(Dataset listing)
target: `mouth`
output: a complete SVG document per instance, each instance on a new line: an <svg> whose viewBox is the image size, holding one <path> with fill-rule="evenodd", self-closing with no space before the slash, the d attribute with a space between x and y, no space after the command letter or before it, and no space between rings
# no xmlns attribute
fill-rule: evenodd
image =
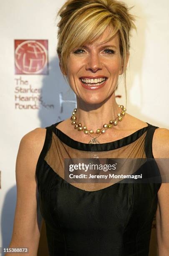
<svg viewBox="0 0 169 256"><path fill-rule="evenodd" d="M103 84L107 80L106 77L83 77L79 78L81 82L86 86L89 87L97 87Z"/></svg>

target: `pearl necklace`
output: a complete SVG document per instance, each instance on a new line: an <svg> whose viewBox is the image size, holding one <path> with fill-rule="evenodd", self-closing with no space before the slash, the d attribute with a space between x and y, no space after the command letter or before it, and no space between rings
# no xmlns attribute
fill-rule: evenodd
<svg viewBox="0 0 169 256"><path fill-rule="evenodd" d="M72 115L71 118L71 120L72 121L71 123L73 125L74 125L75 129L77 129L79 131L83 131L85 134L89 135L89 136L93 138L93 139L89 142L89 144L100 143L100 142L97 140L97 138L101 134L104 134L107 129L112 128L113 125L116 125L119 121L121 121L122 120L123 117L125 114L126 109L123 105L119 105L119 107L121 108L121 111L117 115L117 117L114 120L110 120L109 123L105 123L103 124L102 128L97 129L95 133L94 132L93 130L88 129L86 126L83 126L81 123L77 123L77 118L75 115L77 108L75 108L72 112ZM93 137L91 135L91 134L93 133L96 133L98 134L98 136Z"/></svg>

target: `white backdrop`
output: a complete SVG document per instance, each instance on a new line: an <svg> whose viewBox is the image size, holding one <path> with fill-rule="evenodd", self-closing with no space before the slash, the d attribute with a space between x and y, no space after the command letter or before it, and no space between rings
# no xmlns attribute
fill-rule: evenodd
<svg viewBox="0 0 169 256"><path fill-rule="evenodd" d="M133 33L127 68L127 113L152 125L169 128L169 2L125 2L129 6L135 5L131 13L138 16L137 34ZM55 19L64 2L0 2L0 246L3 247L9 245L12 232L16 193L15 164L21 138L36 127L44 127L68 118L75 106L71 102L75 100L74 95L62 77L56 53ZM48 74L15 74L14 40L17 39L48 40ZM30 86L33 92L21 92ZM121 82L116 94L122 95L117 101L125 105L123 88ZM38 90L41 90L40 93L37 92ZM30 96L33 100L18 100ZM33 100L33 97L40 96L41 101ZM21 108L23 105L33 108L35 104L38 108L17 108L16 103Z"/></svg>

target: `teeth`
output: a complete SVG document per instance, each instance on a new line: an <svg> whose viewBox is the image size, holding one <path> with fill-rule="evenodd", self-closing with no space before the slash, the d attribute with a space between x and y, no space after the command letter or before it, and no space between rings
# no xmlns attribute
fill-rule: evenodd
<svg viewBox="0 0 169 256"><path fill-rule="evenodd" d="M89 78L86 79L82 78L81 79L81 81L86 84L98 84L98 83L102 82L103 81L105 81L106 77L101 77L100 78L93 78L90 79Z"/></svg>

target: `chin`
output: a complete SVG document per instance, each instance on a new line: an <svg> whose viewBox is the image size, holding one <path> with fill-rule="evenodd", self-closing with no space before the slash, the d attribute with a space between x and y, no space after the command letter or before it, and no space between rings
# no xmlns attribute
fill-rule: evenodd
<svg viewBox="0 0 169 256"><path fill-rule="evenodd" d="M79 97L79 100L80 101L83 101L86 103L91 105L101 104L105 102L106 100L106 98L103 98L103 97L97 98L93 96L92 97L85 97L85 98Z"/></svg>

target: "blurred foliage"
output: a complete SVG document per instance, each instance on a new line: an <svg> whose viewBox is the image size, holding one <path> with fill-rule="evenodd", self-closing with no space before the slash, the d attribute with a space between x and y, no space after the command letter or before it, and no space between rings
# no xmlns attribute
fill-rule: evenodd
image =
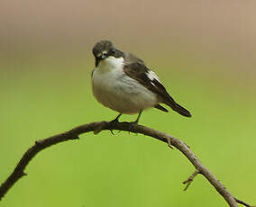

> TASK DIRECTIONS
Copy out the listing from its very first line through the line containing "84L107 80L106 77L83", including both of those lines. Leave the pictures out of your copy.

> TASK SOLUTION
target: `mouth`
output: a complete SVG document per instance, each instance on a new line: an <svg> whose viewBox is the image size, holding one <path> with fill-rule="evenodd", self-closing with no space before the slash, the d attribute with a space between x and y, no space after the command letter or before it, and no space between rings
# no xmlns attribute
fill-rule: evenodd
image =
<svg viewBox="0 0 169 256"><path fill-rule="evenodd" d="M103 84L107 80L106 77L83 77L79 78L81 82L86 86L89 87L97 87Z"/></svg>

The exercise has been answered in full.